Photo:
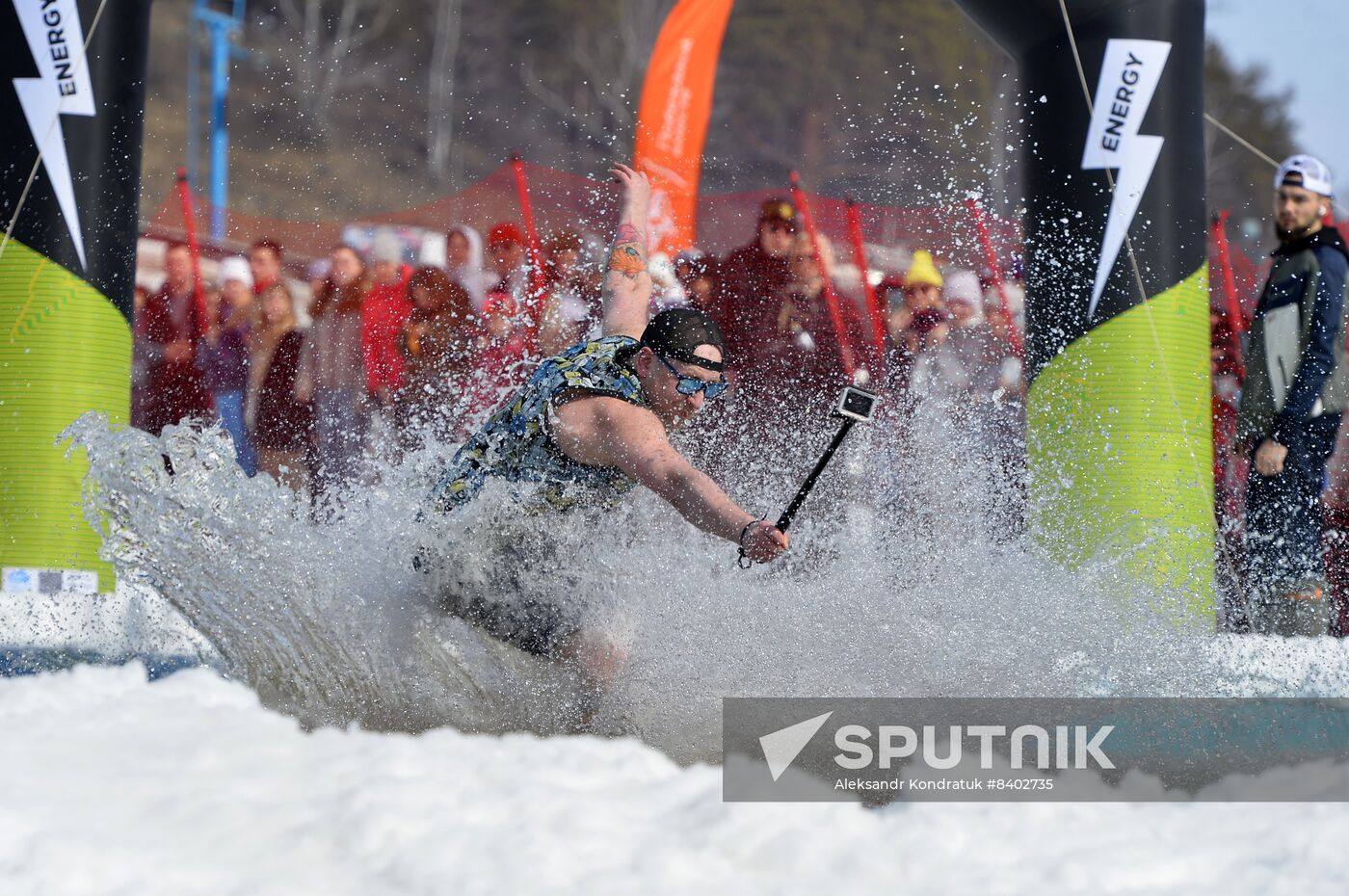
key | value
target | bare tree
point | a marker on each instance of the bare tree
(320, 40)
(611, 63)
###
Transcribe all of the data above verbatim but omit every picture.

Answer to this problem:
Photo:
key | value
target | bare tree
point | a marker on each instance of the bare tree
(320, 40)
(611, 63)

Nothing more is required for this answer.